**Work to be completed:** Repeat the data below exactly. Include each line.
::: Material for this task
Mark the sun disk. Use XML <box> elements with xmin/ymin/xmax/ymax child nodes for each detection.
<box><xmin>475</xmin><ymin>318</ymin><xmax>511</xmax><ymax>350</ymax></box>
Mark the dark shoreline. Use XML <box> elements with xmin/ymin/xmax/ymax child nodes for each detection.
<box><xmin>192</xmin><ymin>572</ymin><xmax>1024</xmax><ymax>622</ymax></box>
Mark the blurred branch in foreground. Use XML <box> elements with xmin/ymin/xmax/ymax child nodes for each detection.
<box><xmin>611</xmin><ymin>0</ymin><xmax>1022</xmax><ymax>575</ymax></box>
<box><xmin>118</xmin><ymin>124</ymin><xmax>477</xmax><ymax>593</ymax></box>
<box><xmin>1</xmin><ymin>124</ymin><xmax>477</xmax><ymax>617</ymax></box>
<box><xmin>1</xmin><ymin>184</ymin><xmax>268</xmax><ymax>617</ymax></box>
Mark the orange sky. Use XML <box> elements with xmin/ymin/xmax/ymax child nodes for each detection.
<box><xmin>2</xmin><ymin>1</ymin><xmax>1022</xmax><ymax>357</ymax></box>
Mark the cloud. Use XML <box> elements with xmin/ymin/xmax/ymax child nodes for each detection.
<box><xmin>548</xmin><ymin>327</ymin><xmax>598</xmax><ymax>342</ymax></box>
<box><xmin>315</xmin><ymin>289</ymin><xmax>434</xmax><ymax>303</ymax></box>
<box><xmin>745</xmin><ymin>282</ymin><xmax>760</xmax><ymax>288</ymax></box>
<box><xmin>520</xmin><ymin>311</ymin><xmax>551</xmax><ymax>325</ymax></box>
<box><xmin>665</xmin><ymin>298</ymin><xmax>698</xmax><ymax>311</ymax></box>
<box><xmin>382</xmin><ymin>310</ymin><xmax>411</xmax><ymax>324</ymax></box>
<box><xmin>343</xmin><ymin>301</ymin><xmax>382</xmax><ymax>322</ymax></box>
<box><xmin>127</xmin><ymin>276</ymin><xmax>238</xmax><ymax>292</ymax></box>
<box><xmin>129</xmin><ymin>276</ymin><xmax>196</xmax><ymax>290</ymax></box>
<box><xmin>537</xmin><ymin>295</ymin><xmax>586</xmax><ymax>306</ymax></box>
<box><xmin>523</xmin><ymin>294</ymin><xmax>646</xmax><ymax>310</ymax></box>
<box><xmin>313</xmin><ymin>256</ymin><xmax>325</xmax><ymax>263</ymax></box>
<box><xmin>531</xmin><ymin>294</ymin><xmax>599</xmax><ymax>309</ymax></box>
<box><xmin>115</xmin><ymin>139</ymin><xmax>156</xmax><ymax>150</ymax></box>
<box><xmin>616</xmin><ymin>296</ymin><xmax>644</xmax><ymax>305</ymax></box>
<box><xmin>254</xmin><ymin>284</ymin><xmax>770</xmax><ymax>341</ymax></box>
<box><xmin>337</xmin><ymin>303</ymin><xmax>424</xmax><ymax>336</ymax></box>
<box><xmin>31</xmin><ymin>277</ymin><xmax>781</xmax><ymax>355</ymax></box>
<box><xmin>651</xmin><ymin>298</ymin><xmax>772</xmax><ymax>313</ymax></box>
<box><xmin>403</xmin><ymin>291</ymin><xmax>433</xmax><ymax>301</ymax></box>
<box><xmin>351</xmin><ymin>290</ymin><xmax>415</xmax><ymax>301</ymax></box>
::::::
**Output below:**
Mark the sun disk. Use XML <box> elements with xmin/ymin/xmax/ymax child nodes for each detection.
<box><xmin>475</xmin><ymin>318</ymin><xmax>511</xmax><ymax>350</ymax></box>
Mark the dark shoreline. Use XML <box> elements with xmin/ymin/xmax/ymax child nodes for each detection.
<box><xmin>192</xmin><ymin>572</ymin><xmax>1024</xmax><ymax>622</ymax></box>
Mark the blurred branch in foreground. Use XML <box> elements with xmin/ymin/xmax/ymax child nodes for each detection.
<box><xmin>611</xmin><ymin>0</ymin><xmax>1022</xmax><ymax>575</ymax></box>
<box><xmin>118</xmin><ymin>124</ymin><xmax>477</xmax><ymax>593</ymax></box>
<box><xmin>1</xmin><ymin>124</ymin><xmax>477</xmax><ymax>617</ymax></box>
<box><xmin>1</xmin><ymin>184</ymin><xmax>268</xmax><ymax>617</ymax></box>
Mark the orange sky. Use XML <box> elements with xmin/ymin/xmax/ymax child nodes for each detection.
<box><xmin>2</xmin><ymin>1</ymin><xmax>1022</xmax><ymax>357</ymax></box>
Mark the cloud. Use XML <box> elements with xmin/ymin/xmax/ymax child nodes for each detection.
<box><xmin>548</xmin><ymin>327</ymin><xmax>598</xmax><ymax>342</ymax></box>
<box><xmin>315</xmin><ymin>289</ymin><xmax>434</xmax><ymax>303</ymax></box>
<box><xmin>745</xmin><ymin>282</ymin><xmax>760</xmax><ymax>288</ymax></box>
<box><xmin>520</xmin><ymin>311</ymin><xmax>551</xmax><ymax>325</ymax></box>
<box><xmin>665</xmin><ymin>298</ymin><xmax>698</xmax><ymax>311</ymax></box>
<box><xmin>382</xmin><ymin>310</ymin><xmax>411</xmax><ymax>324</ymax></box>
<box><xmin>343</xmin><ymin>301</ymin><xmax>382</xmax><ymax>322</ymax></box>
<box><xmin>127</xmin><ymin>276</ymin><xmax>238</xmax><ymax>292</ymax></box>
<box><xmin>129</xmin><ymin>276</ymin><xmax>196</xmax><ymax>290</ymax></box>
<box><xmin>537</xmin><ymin>295</ymin><xmax>586</xmax><ymax>306</ymax></box>
<box><xmin>523</xmin><ymin>294</ymin><xmax>646</xmax><ymax>310</ymax></box>
<box><xmin>313</xmin><ymin>256</ymin><xmax>325</xmax><ymax>263</ymax></box>
<box><xmin>531</xmin><ymin>294</ymin><xmax>599</xmax><ymax>309</ymax></box>
<box><xmin>115</xmin><ymin>139</ymin><xmax>156</xmax><ymax>150</ymax></box>
<box><xmin>616</xmin><ymin>296</ymin><xmax>644</xmax><ymax>305</ymax></box>
<box><xmin>254</xmin><ymin>284</ymin><xmax>770</xmax><ymax>341</ymax></box>
<box><xmin>337</xmin><ymin>303</ymin><xmax>424</xmax><ymax>336</ymax></box>
<box><xmin>31</xmin><ymin>277</ymin><xmax>781</xmax><ymax>355</ymax></box>
<box><xmin>651</xmin><ymin>298</ymin><xmax>772</xmax><ymax>313</ymax></box>
<box><xmin>403</xmin><ymin>291</ymin><xmax>433</xmax><ymax>301</ymax></box>
<box><xmin>351</xmin><ymin>290</ymin><xmax>415</xmax><ymax>301</ymax></box>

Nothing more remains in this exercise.